To be done
Reproduce word for word the part of the entries below that opens with the line containing "Q: Point out the main" and runs through the end of the entries, including both ends.

Exercise material
--- BEGIN ---
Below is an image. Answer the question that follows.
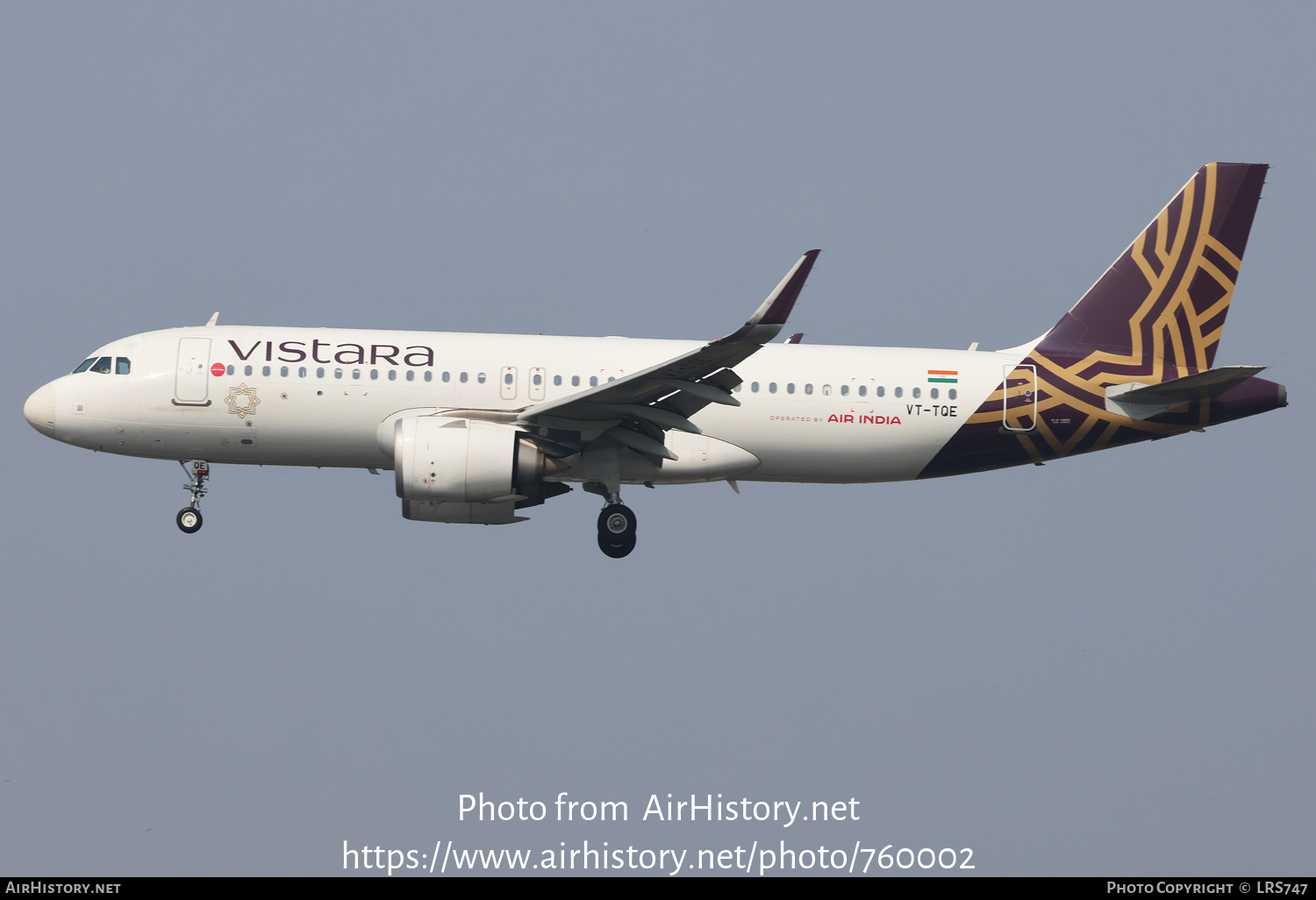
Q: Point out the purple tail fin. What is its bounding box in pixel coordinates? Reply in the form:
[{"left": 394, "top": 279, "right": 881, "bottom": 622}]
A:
[{"left": 1033, "top": 163, "right": 1268, "bottom": 383}]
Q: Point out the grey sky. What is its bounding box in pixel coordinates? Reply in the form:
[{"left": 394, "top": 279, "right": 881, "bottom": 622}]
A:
[{"left": 0, "top": 3, "right": 1316, "bottom": 875}]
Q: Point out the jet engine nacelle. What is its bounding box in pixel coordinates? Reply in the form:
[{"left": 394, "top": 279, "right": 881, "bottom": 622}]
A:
[{"left": 394, "top": 416, "right": 544, "bottom": 503}]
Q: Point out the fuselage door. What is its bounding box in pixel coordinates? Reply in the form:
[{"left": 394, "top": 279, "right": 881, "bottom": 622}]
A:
[
  {"left": 1002, "top": 366, "right": 1037, "bottom": 432},
  {"left": 174, "top": 339, "right": 211, "bottom": 405}
]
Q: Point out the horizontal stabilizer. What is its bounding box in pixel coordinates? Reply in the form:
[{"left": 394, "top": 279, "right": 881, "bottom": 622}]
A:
[{"left": 1107, "top": 366, "right": 1266, "bottom": 407}]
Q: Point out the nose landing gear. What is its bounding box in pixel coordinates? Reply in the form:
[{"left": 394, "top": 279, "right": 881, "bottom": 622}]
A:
[{"left": 176, "top": 460, "right": 211, "bottom": 534}]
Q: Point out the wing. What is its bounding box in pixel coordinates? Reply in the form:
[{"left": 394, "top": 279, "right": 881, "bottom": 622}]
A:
[{"left": 518, "top": 250, "right": 820, "bottom": 465}]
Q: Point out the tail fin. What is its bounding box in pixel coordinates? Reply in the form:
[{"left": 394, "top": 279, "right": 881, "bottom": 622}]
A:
[{"left": 1032, "top": 163, "right": 1268, "bottom": 384}]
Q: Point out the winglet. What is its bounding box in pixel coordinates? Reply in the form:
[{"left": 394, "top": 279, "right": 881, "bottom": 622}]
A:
[
  {"left": 747, "top": 250, "right": 823, "bottom": 325},
  {"left": 718, "top": 250, "right": 823, "bottom": 344}
]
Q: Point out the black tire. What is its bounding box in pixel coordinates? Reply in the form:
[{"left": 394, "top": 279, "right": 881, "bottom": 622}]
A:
[
  {"left": 599, "top": 503, "right": 636, "bottom": 542},
  {"left": 599, "top": 532, "right": 636, "bottom": 560},
  {"left": 176, "top": 507, "right": 202, "bottom": 534}
]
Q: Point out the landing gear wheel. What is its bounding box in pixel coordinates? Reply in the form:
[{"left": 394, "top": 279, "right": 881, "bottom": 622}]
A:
[
  {"left": 599, "top": 503, "right": 636, "bottom": 542},
  {"left": 599, "top": 532, "right": 636, "bottom": 560},
  {"left": 178, "top": 507, "right": 202, "bottom": 534}
]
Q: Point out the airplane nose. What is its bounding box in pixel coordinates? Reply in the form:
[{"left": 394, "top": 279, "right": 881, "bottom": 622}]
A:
[{"left": 23, "top": 384, "right": 55, "bottom": 437}]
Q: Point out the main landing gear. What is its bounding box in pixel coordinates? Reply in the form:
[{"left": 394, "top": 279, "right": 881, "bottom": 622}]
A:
[
  {"left": 581, "top": 446, "right": 636, "bottom": 560},
  {"left": 599, "top": 497, "right": 636, "bottom": 560},
  {"left": 178, "top": 460, "right": 211, "bottom": 534}
]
--- END ---
Exercise solution
Q: Point out the main landing gear. What is its bounding box in pixel coordinates? Reply in the form:
[{"left": 394, "top": 279, "right": 881, "bottom": 622}]
A:
[
  {"left": 581, "top": 446, "right": 636, "bottom": 560},
  {"left": 599, "top": 497, "right": 636, "bottom": 560},
  {"left": 178, "top": 460, "right": 211, "bottom": 534}
]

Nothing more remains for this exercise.